Try it: Quote the part of the GPT Checkup article between "GPT Checkup runs" and "stability over time.", inclusive.

Page excerpt:
Large Multimodal Models (LMMs) such as OpenAI’s GPT-4 with Vision achieve impressive performance across a range of vision tasks. For example, you can ask GPT-4 with Vision to retrieve the text in a document and receive accurate results.

Many analyses have been run on the performance of GPT-4 with Vision, but all have one notable exception: the results are frozen in time. As new updates are made available, it is hard to track performance without explicitly running the same tests again. 

With that in mind, the Roboflow team is excited to announce GPT Checkup, an open source and automated analysis tool for GPT-4 with Vision.

GPT Checkup runs a set of standard tests on GPT-4 with Vision every day, covering common vision tasks such as document OCR, object counting, object detection, and more.

In this guide, we are going to talk about what GPT Checkup is, how it works, and how you can contribute to GPT Checkup. Without further ado, let’s get started!

What is GPT Checkup?

GPT Checkup is a website that runs standard tests on GPT-4 with Vision every day. The website displays the prompts sent to GPT-4 as well as the response returned by the model. We show performance over the last seven days on the web application to measure stability over time.

We are excited about multimodality and know that one-off tests are not the best way to evaluate multimodal models, especially if a model is closed source. Knowing how a model performs across a range of tasks over time is crucial to build confidence in using LMMs in production applications. Running these tests takes time, so we built an automated solution for the community.

[Source data]
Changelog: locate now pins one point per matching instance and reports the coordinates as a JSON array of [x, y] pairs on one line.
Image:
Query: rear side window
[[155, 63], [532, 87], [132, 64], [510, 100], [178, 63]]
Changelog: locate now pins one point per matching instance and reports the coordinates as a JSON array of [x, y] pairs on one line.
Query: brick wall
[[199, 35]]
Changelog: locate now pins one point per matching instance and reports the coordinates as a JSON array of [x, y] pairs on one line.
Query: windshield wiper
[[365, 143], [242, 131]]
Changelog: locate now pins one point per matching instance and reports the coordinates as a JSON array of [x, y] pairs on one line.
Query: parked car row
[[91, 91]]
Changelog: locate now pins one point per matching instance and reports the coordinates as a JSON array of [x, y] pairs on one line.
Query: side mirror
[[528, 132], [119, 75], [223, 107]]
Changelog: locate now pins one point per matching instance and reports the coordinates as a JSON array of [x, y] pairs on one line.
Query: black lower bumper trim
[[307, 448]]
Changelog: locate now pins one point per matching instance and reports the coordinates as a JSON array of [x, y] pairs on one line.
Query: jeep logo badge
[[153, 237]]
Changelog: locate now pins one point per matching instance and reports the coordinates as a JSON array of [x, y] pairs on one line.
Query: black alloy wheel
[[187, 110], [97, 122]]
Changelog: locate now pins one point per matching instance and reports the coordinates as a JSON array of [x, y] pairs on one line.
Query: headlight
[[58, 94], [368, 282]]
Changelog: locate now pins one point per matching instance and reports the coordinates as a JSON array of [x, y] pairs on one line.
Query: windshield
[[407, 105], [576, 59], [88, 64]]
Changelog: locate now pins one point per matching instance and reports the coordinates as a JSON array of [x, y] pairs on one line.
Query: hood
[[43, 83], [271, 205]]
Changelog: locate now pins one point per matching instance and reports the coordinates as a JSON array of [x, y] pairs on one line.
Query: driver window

Answer box:
GPT Checkup runs a set of standard tests on GPT-4 with Vision every day, covering common vision tasks such as document OCR, object counting, object detection, and more.

In this guide, we are going to talk about what GPT Checkup is, how it works, and how you can contribute to GPT Checkup. Without further ado, let’s get started!

What is GPT Checkup?

GPT Checkup is a website that runs standard tests on GPT-4 with Vision every day. The website displays the prompts sent to GPT-4 as well as the response returned by the model. We show performance over the last seven days on the web application to measure stability over time.